> [Work to be completed]
Search the listing for the string "side". Copy every line that has it.
*** Opening Data for this task ***
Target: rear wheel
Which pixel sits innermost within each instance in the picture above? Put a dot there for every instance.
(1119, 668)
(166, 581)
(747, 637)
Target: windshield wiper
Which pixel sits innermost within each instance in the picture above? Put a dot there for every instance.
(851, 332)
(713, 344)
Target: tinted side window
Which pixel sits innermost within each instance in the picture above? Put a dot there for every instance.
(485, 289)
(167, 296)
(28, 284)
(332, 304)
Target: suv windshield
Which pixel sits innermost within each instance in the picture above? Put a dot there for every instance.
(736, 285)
*** Closing Data for this task ***
*** Opening Data for this task ***
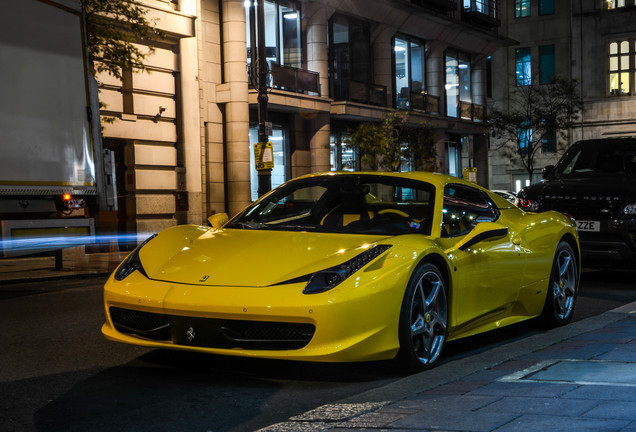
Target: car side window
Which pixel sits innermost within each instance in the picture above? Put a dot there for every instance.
*** Closing Data for this task ***
*** Opening Data for this task ***
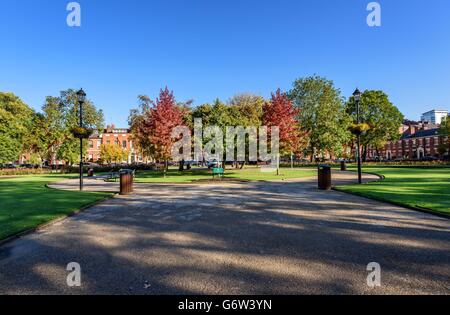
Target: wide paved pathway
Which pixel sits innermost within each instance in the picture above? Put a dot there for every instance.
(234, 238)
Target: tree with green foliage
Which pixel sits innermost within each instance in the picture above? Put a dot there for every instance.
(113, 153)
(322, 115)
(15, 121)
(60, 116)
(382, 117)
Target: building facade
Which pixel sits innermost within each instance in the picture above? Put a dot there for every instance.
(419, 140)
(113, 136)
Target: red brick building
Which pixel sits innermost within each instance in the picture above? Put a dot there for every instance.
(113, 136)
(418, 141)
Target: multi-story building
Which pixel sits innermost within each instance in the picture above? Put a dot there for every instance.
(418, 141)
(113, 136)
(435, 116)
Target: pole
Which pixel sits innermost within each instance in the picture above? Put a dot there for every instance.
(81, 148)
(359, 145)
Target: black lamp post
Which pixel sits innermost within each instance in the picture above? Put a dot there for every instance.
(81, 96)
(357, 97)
*** Closing Data for this task ***
> [Answer for this exercise]
Target: tinted side window
Target: car side window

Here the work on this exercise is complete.